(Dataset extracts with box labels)

────────────────

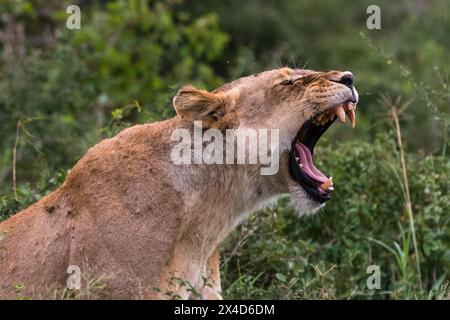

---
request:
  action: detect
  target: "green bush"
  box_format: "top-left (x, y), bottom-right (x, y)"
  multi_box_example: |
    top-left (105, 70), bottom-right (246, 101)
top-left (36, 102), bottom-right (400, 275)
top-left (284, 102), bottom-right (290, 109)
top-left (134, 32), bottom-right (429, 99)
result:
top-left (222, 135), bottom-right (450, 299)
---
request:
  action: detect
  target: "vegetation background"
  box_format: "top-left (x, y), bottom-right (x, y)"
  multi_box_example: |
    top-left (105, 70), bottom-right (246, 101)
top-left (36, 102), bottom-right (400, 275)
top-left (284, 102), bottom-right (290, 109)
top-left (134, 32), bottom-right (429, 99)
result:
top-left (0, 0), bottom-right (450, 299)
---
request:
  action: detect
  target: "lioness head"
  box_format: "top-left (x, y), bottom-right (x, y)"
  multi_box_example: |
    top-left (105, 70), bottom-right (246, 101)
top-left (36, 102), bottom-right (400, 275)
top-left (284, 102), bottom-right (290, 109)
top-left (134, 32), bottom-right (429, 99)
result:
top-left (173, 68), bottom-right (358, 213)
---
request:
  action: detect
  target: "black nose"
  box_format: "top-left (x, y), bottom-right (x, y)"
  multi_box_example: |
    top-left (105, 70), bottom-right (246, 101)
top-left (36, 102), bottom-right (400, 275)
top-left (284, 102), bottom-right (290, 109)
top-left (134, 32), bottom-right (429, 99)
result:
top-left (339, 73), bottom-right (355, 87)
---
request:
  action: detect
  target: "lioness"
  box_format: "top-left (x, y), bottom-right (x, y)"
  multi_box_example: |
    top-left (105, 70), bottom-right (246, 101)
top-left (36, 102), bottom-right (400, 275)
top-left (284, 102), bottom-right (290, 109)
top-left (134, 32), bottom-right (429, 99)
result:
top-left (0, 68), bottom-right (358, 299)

────────────────

PROBLEM.
Count the lines in the entries above that contain the string "lioness". Case must match. Reply with the number alone.

RESPONSE BELOW.
2